------ Текст страницы
Наше поколение дряхлеет в мечтаниях и самообольщениях. Оно точно молодое дерево, застигнутое холодом во время весны: летнее солнце только сушит его тощие, худосочные листья. Известные учения, всем надоевшие измы выдохлись и брошены; высокообразованные и гуманно развитые люди, впрочем, сохранили немногие капли этих духов в виде благородных, гуманных убеждений и идей; но жизнь безжалостно докалывает эти пузырьки, сберегаемые для освежения и подкрепления слабых голов. Это похоже на игру чёрта с младенцем, и было бы чрезвычайно жестоко, если бы одно недоразумение не делало этой игры смешной и нелепой. Между тем, как дух времени, общество избивает этих младенцев, гниющих в более или менее возвышенных мечтах о будущих лучших временах,

…Когда народы, распри позабыв, В великую семью соединятся.

Оно не хочет подумать о том, что эти младенцы — его же дети и живая улика отцов. В чем сущность и последний результат этих не только социально-коммунистических, но и тех благонамеренных, так называемых научных, мечтаний о человеке и обществе, которые наши сантиментальные педагоги-институтки внушают при всяком случае своим гимназическим отрокам? В полном предании себя на заклание обществу, в сквозном проникновении себя идеей о благе людей, о поголовном братстве и равноправности всех на одинаковое развитие, на одинаковые наслаждения и удобства, в совершенном обезличении человека. Зачем же наше общественное сознание брезгливо отворачивается от этих бредней, как противных духу и строю нашей жизни, как подрывающих основы ее? Разве не тем же пропитан дух и строй нашей жизни? Разве не этим же протухшим салом смазываются все ее колеса?..
------------
------ Доступные записи
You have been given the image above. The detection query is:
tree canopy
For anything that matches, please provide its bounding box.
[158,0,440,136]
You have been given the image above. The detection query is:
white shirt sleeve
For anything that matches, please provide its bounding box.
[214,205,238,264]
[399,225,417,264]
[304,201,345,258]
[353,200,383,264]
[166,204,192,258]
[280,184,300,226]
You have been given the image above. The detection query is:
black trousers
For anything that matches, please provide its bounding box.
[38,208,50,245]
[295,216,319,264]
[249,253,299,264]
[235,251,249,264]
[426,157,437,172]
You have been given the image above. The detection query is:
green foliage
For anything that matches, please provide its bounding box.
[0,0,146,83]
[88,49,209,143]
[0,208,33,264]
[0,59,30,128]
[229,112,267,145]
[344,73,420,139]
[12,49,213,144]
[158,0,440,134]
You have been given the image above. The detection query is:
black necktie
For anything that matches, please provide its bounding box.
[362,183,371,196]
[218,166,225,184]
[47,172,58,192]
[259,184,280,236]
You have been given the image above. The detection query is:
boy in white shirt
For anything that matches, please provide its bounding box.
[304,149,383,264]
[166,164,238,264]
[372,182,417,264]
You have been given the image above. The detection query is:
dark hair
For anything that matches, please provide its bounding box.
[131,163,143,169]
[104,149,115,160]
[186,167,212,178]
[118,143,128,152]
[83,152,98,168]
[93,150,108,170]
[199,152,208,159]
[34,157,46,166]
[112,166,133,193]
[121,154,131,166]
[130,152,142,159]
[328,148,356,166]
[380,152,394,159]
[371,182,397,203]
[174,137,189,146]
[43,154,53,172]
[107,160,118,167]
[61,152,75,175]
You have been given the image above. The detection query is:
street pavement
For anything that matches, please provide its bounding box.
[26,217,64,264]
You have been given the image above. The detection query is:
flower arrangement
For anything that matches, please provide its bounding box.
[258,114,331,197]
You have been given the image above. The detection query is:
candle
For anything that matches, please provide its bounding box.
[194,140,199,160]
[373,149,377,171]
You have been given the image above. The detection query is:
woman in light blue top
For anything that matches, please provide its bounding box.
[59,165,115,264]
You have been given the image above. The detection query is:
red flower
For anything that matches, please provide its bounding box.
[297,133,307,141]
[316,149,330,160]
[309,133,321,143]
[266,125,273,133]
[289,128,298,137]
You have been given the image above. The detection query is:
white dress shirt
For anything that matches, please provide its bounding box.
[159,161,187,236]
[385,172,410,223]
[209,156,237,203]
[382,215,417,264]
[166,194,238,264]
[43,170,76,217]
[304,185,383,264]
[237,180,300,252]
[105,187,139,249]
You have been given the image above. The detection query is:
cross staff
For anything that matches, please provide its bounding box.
------------
------ Доступные записи
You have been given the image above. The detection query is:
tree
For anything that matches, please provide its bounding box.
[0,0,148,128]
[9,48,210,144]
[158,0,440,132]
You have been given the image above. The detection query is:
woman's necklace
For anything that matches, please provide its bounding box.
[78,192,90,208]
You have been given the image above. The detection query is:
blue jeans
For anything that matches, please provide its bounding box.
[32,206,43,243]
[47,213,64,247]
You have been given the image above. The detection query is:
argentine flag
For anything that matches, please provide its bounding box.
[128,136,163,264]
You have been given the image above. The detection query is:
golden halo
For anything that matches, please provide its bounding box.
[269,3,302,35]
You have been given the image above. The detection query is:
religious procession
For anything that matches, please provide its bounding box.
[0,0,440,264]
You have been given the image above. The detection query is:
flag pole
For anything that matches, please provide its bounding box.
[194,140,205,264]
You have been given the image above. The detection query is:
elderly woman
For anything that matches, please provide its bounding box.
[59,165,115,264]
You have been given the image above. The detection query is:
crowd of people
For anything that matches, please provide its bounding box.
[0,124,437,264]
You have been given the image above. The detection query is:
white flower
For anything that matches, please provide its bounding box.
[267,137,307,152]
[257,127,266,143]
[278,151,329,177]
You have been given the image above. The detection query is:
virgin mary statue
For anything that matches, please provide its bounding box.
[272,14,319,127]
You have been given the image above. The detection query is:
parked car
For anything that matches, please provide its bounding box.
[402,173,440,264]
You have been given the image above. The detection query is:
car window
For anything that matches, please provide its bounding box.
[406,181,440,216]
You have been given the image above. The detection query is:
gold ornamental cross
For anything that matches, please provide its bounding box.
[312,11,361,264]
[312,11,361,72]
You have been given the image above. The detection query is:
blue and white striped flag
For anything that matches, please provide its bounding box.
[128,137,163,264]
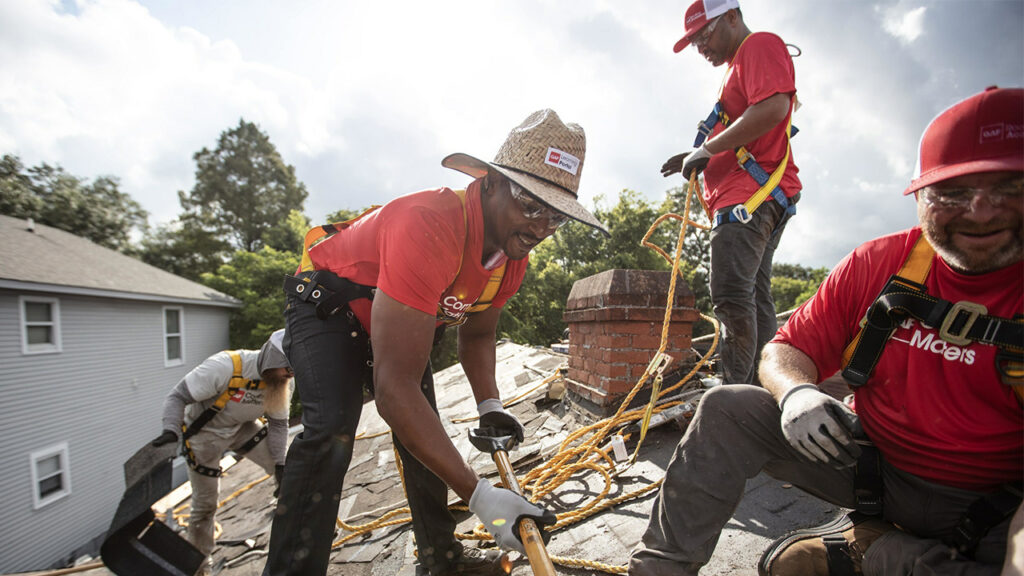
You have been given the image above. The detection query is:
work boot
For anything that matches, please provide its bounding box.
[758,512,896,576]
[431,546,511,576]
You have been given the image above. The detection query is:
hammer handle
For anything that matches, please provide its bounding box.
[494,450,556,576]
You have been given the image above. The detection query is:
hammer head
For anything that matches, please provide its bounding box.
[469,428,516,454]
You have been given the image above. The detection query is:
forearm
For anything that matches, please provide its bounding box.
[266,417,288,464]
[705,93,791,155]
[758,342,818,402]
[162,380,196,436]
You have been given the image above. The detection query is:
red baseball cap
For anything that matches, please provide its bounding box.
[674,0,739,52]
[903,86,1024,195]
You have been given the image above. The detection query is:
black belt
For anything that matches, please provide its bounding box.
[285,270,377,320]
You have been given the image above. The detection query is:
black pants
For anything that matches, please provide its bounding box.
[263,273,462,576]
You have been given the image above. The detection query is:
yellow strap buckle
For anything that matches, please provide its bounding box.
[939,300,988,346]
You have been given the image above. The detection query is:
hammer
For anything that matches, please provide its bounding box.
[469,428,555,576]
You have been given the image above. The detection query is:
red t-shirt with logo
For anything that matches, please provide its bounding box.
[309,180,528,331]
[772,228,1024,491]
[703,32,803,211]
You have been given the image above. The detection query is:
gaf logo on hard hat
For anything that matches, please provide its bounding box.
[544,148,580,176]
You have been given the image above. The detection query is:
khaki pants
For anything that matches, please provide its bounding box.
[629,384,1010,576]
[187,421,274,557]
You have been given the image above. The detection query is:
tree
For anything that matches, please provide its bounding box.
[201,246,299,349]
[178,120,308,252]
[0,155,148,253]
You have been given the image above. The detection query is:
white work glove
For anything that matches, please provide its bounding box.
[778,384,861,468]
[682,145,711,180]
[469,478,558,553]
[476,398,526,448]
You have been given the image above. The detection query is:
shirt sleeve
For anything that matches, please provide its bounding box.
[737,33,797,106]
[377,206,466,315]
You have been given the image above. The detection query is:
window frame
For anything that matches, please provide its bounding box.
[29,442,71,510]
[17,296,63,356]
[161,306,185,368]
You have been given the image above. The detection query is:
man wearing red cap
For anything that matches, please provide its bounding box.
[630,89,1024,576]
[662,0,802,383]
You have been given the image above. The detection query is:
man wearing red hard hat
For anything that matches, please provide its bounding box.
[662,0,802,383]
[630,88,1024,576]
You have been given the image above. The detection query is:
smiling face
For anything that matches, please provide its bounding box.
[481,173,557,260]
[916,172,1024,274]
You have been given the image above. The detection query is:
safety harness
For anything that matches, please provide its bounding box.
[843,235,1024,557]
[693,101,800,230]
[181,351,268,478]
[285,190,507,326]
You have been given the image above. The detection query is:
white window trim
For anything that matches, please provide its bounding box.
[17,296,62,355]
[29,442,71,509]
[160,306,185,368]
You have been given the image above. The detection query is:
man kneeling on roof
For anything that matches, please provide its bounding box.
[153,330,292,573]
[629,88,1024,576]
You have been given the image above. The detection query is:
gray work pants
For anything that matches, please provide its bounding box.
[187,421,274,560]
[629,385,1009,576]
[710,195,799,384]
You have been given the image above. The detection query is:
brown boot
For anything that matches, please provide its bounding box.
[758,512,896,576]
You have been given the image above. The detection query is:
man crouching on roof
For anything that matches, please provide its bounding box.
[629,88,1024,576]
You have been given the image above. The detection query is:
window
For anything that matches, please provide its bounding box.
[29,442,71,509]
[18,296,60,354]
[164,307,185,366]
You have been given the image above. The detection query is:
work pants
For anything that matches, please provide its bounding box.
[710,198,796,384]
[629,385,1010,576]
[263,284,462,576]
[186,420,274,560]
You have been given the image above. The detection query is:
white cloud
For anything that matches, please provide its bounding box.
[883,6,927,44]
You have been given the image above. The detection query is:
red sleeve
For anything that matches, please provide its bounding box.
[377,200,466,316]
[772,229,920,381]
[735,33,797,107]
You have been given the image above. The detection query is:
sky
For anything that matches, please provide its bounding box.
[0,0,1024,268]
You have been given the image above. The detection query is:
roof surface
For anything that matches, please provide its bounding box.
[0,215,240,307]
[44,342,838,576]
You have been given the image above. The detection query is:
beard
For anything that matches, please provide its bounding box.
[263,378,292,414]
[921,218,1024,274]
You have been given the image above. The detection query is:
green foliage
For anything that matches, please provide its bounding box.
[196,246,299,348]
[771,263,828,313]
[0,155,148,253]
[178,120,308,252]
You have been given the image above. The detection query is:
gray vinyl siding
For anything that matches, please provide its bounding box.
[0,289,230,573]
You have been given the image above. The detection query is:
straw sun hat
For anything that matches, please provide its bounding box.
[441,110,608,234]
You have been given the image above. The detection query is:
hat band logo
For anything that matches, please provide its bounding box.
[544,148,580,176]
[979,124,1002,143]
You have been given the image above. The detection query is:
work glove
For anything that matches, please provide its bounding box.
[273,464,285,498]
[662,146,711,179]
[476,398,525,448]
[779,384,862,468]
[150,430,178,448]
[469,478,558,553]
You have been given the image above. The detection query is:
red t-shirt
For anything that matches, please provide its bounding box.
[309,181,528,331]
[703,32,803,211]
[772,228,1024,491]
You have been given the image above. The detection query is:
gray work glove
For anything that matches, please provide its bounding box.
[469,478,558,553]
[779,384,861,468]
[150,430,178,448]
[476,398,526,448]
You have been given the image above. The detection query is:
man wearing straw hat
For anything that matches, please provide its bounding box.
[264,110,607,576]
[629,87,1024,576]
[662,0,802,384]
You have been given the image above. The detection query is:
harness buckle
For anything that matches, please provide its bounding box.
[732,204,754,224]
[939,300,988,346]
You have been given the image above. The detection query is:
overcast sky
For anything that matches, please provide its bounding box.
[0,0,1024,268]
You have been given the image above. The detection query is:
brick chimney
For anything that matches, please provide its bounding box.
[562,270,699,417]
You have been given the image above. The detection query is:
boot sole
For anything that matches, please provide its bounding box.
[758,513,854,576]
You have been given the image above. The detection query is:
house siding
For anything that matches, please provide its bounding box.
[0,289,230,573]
------------
------ Доступные записи
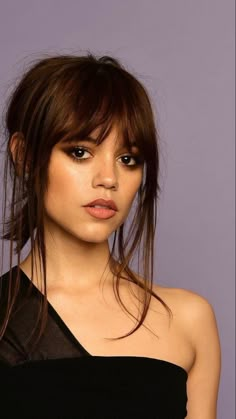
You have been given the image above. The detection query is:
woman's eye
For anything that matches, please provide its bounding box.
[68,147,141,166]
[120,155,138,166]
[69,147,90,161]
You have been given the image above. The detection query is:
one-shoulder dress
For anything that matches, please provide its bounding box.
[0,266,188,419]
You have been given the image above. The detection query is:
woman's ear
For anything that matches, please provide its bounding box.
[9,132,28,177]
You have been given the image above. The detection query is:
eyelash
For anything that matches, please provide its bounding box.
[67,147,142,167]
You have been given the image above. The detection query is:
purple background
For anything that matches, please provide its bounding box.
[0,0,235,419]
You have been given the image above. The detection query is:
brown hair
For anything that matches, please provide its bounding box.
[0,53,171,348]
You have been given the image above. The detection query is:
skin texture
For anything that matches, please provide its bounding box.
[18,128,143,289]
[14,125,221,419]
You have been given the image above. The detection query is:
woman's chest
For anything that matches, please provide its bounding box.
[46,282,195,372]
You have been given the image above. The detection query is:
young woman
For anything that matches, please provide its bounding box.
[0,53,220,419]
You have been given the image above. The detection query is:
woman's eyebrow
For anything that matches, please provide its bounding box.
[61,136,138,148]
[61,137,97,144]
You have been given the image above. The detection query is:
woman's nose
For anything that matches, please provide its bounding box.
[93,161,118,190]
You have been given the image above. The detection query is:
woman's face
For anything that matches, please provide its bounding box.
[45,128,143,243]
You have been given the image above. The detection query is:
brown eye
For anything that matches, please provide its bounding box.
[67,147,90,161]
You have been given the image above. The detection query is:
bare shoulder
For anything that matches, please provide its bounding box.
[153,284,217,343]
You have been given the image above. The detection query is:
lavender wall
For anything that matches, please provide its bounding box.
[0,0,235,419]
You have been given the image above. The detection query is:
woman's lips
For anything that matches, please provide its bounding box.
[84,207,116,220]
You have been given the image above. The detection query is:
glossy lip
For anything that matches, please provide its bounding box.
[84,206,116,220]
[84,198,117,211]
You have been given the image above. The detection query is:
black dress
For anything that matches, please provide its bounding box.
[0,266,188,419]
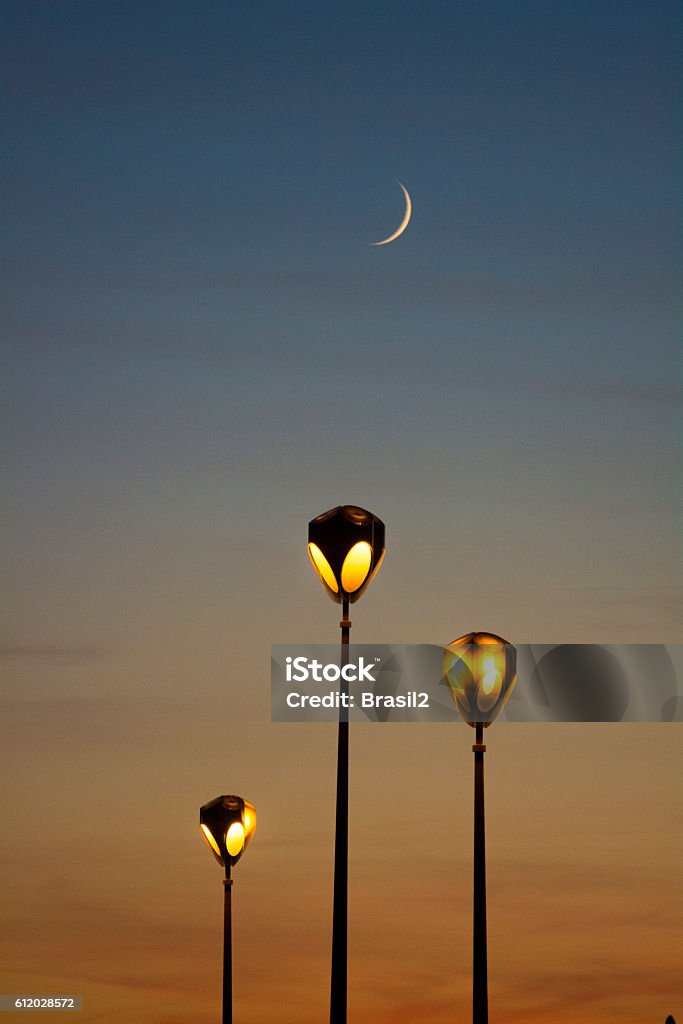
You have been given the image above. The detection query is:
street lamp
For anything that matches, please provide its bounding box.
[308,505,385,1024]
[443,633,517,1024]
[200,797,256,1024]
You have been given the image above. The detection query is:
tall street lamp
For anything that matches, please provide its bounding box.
------------
> Ваши задания:
(A) Сосчитайте, в скольких строках записей встречается слово «buckle», и напишите в ответ только число.
(B) Продолжите текст о поколении, которое живет в мечтаниях, с того места, на котором он заканчивается.
Текст и записи никак не связаны друг с другом.

> Ответы к упражнению:
(A) 2

(B)
5 Авг[уста].

Есть своеобразная поэзия в раздумье человека о будущей судьбе своей, когда он подходит к рубежу действительной, настоящей жизни хоть с каплей прежнего юношеского одушевления. Пробравшись извилистыми тропами юности и так называемого воспитания, с сомнением и надеждой останавливается он пред камнем, откуда начинается расход великих житейских дорог, читает вещие надписи, гласящие о выборе той или другой, и с тревожной думой смотрит в туманную даль. Все есть в этой думе, и трудно сказать, чего больше — мысли, сердца, фантазии и старания обмануть себя или чего другого; образы прошедшего, призраки и чаяния будущего сталкиваются в голове и набрасывают на все ее образы, создаваемые ею вместо мыслей, тот же туманный покров, какой лежит на простирающейся пред глазами дали. Тут все мыслит в человеке с ног до головы, и, разумеется, мыслит неясно, безотчетно, детски, как умеет мыслить только юность, незнакомая с разделениями и определениями.

А и теперь каждого встречают тоже три дороги, какие останавливали сказочных богатырей по выезде из дома родного батюшки. Это не карьеры, которые устраиваются для каждого большею частью посторонними обстоятельствами, независимыми от нашей воли; это особые миросозерцания, особые отношения к жизни, которые каждый может и должен избрать свободно, добровольно. Первая, средняя, есть дорога предания, пассивного, послушного следования за другими. Другая, направо, есть дорога насилия, физического, умственного или нравственного — все равно, дорога людей, стремящихся вести других за собой, давать им тон, вертеться везде впереди, импонировать…

14 Авг[уста].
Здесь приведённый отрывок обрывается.